ASSIGNMENT: Run through the records and, wherever a line holds the word "gold", return that line.

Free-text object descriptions
::::::::::
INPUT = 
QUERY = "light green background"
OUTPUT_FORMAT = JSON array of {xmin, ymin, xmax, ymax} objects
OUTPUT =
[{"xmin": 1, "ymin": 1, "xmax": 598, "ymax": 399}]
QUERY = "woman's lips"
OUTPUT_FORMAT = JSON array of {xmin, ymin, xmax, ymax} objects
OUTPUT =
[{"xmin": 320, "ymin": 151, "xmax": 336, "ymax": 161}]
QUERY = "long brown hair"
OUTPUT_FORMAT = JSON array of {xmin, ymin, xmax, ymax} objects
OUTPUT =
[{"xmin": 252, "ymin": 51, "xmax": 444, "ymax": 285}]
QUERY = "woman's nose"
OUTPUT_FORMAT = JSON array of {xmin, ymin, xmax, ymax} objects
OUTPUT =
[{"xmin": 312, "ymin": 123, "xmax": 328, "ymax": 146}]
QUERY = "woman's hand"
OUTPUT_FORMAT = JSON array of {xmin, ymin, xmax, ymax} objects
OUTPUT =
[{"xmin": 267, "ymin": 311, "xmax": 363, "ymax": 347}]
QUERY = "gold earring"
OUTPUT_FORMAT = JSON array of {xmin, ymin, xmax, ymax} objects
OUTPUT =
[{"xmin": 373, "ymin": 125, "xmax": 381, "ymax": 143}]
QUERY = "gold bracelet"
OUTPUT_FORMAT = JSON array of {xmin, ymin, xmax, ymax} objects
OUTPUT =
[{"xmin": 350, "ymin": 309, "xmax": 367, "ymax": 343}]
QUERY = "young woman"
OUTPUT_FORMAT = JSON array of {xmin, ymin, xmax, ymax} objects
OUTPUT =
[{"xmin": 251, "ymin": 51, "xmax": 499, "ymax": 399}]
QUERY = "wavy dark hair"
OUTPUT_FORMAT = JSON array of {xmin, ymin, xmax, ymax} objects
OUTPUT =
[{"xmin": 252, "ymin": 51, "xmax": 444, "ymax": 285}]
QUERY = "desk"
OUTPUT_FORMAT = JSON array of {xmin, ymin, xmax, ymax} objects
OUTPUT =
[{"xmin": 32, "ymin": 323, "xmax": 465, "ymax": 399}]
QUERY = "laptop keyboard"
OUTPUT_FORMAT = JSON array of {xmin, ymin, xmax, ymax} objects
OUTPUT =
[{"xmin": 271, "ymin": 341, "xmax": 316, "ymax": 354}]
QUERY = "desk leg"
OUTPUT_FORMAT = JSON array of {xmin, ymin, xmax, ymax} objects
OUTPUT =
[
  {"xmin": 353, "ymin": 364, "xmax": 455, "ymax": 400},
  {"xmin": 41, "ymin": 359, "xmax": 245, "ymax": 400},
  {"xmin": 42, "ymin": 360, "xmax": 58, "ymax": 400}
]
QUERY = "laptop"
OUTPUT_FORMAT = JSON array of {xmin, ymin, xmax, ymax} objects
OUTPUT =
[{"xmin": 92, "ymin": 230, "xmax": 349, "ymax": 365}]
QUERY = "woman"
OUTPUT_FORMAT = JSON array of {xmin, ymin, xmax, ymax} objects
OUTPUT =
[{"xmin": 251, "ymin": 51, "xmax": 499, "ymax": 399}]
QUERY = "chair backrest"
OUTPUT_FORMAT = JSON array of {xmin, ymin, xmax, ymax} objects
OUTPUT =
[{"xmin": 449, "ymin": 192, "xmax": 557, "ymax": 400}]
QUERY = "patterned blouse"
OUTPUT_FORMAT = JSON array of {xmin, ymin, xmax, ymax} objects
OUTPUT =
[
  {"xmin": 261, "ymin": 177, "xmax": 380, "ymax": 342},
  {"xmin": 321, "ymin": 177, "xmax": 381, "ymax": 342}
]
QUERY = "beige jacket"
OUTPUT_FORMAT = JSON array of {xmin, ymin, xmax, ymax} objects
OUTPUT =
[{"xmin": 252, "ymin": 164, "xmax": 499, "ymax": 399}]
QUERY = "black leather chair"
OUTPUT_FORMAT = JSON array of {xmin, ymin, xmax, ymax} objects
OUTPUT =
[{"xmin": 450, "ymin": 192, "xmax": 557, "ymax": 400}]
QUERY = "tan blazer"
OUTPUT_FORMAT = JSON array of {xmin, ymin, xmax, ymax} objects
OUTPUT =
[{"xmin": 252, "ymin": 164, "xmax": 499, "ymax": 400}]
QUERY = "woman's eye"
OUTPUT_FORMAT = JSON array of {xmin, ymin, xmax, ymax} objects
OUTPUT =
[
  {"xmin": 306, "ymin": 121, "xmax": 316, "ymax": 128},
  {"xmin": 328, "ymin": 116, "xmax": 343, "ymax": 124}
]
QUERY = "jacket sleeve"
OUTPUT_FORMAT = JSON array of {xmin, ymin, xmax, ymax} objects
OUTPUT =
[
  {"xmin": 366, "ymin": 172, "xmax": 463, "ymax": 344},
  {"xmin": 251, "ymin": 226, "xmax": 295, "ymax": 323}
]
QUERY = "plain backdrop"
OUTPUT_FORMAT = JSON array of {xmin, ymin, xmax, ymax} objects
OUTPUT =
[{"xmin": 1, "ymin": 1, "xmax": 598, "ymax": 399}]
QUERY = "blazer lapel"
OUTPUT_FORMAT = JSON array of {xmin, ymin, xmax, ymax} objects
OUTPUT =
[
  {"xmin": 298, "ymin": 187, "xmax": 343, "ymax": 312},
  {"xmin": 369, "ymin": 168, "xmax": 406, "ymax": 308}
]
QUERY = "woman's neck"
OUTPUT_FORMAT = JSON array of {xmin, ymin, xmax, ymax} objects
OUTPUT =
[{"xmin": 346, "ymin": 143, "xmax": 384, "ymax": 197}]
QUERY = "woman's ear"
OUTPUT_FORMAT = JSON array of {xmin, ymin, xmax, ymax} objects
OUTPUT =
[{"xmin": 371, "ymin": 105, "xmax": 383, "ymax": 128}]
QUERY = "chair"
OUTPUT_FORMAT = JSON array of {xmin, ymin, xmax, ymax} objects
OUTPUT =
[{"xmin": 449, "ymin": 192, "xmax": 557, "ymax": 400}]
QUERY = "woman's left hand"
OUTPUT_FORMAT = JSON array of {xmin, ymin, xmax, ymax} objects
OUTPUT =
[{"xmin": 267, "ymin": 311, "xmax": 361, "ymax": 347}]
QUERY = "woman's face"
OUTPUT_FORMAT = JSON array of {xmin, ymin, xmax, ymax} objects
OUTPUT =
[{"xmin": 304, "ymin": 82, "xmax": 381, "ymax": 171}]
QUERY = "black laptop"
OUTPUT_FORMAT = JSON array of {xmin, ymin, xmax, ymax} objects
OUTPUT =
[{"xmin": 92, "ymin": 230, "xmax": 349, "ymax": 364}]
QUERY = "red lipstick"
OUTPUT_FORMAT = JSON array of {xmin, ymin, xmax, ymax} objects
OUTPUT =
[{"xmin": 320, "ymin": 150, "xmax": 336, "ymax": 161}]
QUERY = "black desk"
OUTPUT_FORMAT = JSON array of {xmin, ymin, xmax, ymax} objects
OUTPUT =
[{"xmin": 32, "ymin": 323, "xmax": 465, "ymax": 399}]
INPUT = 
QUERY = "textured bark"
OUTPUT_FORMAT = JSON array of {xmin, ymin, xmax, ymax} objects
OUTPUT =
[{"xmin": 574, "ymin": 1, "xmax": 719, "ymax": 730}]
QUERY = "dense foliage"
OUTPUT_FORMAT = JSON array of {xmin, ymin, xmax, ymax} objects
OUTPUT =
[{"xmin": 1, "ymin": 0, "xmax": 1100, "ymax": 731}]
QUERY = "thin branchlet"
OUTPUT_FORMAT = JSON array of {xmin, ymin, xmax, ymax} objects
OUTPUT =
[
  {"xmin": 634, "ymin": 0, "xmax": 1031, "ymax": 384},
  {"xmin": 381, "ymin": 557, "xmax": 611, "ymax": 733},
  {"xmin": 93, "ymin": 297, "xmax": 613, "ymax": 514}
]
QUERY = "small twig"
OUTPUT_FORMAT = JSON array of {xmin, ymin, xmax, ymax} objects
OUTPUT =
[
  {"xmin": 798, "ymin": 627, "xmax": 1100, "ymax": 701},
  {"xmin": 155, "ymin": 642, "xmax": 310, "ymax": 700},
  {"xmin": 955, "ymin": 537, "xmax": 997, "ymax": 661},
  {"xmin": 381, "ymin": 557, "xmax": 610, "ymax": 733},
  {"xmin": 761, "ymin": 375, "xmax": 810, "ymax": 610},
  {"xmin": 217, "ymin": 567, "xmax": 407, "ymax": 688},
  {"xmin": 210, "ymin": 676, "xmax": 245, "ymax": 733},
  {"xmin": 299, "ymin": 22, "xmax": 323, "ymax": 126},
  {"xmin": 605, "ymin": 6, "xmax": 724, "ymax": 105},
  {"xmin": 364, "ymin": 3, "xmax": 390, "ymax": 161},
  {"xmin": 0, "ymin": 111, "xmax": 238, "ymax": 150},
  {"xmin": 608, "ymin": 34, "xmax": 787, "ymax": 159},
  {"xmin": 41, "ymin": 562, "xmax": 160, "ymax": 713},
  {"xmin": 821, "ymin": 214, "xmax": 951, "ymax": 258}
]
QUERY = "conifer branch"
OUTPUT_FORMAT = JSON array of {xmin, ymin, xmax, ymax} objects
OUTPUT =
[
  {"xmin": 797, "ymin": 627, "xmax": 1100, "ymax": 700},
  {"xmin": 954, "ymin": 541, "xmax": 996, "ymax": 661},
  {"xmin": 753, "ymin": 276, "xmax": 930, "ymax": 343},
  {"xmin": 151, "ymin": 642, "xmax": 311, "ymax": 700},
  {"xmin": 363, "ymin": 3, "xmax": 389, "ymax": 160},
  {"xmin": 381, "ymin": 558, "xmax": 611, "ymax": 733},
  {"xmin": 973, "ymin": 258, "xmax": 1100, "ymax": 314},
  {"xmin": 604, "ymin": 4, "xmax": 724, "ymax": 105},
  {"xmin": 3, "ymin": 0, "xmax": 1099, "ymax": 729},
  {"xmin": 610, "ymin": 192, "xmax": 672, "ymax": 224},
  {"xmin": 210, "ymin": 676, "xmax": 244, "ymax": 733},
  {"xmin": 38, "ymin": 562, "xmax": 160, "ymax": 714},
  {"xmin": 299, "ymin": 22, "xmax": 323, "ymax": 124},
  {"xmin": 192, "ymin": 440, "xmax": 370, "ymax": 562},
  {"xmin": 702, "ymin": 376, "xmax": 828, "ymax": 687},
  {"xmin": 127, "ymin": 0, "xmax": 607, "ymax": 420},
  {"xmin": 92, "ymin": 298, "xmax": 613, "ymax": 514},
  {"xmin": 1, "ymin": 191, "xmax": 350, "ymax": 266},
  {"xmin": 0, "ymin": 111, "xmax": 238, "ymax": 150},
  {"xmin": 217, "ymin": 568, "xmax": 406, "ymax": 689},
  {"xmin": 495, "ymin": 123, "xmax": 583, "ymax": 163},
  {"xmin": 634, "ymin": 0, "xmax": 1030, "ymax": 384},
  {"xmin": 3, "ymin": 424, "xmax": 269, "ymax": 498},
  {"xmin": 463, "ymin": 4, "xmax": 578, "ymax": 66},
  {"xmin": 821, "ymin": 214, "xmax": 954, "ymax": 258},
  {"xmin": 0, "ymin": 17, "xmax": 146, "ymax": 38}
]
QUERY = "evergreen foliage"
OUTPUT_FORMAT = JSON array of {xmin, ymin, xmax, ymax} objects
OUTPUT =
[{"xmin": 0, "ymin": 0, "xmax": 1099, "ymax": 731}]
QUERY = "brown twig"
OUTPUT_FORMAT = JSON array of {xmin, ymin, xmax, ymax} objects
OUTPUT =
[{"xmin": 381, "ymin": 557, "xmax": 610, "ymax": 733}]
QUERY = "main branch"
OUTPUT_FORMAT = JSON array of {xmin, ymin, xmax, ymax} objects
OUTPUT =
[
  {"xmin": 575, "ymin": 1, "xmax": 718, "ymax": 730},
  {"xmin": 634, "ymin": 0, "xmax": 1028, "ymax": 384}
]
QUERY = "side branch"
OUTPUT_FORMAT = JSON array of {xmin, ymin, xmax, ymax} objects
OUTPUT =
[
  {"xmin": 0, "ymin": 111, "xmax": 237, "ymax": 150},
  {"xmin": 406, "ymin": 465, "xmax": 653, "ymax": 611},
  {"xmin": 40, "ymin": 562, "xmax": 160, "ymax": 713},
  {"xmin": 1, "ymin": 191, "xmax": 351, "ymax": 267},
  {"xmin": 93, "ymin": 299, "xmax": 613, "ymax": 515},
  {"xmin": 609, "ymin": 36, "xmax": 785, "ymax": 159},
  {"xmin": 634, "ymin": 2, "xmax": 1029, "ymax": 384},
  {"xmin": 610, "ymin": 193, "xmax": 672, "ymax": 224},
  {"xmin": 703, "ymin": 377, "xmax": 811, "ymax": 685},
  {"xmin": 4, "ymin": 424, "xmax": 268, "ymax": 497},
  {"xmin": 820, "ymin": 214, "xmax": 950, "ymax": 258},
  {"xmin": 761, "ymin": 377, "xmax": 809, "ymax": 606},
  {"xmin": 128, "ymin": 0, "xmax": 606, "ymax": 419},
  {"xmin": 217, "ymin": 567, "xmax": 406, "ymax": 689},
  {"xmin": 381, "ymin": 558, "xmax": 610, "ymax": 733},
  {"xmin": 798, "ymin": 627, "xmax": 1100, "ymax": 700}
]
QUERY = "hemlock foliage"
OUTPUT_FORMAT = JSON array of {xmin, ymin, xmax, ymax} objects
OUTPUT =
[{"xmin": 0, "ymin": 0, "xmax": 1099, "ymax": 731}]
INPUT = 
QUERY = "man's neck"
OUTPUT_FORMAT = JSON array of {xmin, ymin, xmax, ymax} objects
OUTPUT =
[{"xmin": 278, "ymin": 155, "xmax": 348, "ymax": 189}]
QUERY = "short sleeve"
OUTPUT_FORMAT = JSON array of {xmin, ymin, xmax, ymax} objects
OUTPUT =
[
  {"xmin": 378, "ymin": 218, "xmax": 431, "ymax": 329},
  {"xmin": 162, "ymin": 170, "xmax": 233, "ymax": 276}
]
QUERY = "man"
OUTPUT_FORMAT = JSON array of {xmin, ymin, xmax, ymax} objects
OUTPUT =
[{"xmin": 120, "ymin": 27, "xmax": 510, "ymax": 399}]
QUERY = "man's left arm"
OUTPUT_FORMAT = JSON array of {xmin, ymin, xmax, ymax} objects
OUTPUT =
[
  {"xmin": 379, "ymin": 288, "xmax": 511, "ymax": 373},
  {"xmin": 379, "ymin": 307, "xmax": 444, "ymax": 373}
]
::::::::::
EXERCISE RESPONSE:
QUERY = "gold earring"
QUERY = "gold bracelet"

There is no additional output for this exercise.